### Description of the task
What do the lines say from the one containing "# test: identify the flag" to the end of the records? Restate them word for word, and only those.

### Data supplied
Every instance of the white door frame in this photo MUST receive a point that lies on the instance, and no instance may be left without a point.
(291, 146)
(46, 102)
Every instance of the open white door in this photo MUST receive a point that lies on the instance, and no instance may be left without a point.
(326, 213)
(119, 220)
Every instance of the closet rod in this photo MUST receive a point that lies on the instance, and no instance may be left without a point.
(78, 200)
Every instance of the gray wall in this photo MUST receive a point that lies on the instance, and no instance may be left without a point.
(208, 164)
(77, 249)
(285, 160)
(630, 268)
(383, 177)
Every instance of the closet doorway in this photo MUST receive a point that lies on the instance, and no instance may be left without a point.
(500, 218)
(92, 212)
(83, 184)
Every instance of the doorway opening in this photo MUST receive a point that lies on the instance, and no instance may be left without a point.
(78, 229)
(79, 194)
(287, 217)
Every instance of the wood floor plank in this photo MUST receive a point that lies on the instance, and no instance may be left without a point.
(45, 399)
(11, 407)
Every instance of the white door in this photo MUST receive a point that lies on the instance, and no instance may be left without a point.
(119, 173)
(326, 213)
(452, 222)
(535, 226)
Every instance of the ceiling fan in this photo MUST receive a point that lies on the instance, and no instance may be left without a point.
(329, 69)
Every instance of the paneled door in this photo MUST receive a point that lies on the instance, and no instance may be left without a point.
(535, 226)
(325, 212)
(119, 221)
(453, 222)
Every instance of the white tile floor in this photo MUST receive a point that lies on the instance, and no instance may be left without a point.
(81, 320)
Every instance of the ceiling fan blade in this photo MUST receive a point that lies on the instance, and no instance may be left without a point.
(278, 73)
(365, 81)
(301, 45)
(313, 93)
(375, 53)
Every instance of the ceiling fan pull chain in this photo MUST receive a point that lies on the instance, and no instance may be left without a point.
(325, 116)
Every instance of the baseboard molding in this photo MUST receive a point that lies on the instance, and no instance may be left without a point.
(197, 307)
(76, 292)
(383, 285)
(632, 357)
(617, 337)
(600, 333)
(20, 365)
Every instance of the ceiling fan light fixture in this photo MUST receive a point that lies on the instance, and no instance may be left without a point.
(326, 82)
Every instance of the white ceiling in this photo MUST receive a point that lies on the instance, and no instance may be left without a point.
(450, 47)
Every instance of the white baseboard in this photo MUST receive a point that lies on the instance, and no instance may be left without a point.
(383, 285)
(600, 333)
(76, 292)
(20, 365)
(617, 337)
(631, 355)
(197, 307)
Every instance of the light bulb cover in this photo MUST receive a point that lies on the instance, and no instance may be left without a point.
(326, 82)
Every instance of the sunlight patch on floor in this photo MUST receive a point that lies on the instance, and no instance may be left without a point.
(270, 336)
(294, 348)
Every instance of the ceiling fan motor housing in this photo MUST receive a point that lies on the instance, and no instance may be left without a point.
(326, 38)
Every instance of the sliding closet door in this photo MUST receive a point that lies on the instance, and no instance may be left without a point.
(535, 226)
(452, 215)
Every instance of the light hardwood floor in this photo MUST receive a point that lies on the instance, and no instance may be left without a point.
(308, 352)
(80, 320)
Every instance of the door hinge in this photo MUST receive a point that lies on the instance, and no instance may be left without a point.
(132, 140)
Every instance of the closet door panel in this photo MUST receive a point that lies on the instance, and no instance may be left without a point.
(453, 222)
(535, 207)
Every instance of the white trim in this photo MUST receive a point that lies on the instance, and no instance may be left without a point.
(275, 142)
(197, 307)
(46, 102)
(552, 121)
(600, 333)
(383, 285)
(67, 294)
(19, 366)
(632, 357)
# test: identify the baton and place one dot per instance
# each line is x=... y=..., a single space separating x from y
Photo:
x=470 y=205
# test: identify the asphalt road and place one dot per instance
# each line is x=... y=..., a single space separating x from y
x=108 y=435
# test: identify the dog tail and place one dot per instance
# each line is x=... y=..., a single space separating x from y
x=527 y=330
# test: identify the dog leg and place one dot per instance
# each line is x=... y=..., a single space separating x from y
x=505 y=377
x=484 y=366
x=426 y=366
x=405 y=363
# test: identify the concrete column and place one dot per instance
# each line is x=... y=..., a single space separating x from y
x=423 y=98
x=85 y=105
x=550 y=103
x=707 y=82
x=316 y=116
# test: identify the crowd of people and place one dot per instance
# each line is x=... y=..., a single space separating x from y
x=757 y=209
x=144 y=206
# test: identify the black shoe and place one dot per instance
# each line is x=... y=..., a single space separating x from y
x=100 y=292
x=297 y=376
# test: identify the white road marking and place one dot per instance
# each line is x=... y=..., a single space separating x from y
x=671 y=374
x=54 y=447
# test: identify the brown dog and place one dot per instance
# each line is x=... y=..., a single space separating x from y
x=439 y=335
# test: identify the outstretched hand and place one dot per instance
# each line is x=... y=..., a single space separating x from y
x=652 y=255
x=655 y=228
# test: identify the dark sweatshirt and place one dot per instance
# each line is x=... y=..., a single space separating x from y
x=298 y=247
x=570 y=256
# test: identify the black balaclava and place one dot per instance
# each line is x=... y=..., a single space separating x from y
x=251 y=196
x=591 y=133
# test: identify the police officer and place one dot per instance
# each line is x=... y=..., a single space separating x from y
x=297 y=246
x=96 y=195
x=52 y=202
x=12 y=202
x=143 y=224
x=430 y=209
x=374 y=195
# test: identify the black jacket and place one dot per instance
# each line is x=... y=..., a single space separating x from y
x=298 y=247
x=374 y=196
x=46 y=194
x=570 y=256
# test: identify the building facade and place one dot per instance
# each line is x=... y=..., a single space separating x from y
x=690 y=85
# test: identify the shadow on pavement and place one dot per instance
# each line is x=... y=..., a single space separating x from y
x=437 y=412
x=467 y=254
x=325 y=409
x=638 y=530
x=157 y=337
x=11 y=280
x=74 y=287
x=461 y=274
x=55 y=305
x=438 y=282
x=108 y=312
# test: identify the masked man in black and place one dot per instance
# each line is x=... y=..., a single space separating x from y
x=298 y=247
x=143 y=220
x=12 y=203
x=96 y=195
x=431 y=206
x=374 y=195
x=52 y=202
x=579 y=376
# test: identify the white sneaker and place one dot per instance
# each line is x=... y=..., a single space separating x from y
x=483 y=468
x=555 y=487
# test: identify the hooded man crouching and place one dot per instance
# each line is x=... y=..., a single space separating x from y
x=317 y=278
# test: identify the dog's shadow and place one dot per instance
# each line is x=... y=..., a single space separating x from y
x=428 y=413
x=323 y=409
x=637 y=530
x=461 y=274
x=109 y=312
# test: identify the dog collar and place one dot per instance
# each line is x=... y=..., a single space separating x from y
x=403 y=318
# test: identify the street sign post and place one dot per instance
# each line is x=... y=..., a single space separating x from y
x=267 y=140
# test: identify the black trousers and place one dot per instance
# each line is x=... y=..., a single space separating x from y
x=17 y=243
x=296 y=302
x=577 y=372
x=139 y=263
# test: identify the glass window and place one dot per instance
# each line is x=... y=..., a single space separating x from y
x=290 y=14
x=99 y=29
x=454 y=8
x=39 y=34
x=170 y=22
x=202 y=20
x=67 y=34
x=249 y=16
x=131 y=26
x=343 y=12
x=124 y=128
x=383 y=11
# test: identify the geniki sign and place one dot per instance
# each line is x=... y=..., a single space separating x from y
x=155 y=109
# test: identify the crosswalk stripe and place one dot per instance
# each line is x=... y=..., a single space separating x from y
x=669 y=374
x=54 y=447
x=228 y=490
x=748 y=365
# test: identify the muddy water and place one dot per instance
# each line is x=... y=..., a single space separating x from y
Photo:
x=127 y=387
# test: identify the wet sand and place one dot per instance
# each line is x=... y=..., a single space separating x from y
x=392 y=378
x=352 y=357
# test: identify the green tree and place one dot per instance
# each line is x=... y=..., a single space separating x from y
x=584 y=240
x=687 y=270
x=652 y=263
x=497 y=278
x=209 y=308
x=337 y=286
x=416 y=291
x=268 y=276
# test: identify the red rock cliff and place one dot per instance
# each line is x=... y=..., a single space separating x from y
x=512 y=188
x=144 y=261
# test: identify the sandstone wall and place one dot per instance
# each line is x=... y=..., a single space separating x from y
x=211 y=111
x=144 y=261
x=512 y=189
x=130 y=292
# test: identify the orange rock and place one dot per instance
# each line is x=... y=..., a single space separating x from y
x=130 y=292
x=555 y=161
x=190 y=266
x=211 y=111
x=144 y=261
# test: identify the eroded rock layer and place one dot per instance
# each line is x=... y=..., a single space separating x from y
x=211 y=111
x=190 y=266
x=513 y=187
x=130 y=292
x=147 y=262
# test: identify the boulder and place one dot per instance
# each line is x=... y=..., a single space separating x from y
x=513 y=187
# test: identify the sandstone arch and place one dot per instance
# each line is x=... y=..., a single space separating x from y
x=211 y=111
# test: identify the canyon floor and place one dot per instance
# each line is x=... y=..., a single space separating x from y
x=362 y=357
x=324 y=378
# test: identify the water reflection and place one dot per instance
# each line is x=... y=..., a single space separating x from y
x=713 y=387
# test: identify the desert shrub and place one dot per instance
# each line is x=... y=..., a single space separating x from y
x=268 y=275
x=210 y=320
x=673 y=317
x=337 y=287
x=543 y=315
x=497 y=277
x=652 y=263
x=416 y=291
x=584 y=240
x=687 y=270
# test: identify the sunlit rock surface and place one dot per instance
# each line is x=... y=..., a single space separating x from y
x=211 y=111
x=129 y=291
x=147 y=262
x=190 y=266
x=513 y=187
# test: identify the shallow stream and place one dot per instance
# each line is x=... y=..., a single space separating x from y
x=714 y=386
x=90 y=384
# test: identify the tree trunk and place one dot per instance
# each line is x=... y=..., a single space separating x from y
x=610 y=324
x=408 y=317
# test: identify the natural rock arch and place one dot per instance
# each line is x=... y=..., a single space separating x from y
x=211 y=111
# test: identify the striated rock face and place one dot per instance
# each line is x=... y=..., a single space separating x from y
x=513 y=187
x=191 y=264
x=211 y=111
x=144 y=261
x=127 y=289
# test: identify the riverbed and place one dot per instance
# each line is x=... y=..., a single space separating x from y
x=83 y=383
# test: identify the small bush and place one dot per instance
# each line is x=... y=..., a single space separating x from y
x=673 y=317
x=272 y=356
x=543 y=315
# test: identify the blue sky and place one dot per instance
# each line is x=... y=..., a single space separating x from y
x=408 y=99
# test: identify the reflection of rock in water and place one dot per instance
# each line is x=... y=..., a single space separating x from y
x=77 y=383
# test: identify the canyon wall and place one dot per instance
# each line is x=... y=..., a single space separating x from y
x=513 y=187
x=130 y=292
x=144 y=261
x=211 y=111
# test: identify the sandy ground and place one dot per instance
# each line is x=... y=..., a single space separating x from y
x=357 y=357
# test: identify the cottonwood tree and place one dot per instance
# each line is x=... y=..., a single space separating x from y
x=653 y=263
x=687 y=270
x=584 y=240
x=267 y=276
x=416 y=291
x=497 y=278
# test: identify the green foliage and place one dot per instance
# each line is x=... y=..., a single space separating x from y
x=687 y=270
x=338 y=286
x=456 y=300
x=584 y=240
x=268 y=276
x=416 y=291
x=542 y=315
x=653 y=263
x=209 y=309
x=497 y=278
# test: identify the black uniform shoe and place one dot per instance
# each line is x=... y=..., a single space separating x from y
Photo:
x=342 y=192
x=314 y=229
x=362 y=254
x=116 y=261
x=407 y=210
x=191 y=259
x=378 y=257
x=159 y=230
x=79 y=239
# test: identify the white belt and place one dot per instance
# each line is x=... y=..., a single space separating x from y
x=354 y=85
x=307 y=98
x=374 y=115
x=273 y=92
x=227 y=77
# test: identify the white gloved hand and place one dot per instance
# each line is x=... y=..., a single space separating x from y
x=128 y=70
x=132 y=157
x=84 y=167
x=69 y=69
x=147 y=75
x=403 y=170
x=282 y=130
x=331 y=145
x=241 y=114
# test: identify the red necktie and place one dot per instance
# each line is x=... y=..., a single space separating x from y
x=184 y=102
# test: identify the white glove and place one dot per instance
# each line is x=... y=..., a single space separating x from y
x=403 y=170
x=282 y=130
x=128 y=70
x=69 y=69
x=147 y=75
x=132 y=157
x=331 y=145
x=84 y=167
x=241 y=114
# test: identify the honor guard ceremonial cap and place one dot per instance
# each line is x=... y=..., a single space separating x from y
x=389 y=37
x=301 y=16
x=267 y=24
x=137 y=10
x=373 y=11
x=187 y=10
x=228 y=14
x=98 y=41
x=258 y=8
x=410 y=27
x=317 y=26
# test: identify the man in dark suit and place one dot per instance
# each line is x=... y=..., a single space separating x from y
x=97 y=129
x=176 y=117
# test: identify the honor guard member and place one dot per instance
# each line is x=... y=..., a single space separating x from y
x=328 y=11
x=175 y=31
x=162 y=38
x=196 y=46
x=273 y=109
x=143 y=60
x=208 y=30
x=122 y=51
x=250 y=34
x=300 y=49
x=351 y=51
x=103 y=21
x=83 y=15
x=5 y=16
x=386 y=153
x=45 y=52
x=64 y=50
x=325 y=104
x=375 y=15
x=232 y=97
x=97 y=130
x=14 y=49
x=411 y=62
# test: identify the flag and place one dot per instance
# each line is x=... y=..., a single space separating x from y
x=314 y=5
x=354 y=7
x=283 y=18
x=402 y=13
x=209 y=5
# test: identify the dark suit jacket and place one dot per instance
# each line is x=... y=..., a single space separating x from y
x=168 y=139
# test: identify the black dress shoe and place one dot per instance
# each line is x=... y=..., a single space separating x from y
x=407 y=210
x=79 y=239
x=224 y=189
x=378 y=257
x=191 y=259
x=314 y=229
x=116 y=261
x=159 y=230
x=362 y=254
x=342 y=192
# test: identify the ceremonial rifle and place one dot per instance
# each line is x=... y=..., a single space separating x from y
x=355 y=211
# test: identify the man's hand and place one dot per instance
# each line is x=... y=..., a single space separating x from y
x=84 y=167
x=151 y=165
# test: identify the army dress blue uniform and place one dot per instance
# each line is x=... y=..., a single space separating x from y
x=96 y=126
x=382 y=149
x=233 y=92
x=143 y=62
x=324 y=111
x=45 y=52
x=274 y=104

### The output
# test: identify the flag and place one dot per instance
# each line is x=... y=..., a single space separating x from y
x=314 y=5
x=354 y=7
x=283 y=18
x=402 y=13
x=209 y=5
# test: identify the dark suit jacket and place one dot per instance
# each line is x=... y=..., a single space separating x from y
x=168 y=139
# test: identify the black dress shoe and place one dot per instance
# each line is x=... y=..., a single space separating x from y
x=407 y=210
x=79 y=239
x=224 y=189
x=378 y=257
x=191 y=259
x=314 y=229
x=116 y=261
x=159 y=230
x=362 y=254
x=342 y=192
# test: identify the ceremonial rifle and place one dot per instance
# each line is x=... y=..., a single space separating x from y
x=355 y=211
# test: identify the man's hand and place one dot per instance
# each line is x=... y=..., a single space separating x from y
x=84 y=167
x=151 y=165
# test: identify the army dress blue uniform and place one dot per instance
# each line is x=... y=..., a single space separating x from y
x=96 y=126
x=382 y=149
x=233 y=92
x=143 y=62
x=324 y=111
x=45 y=52
x=274 y=104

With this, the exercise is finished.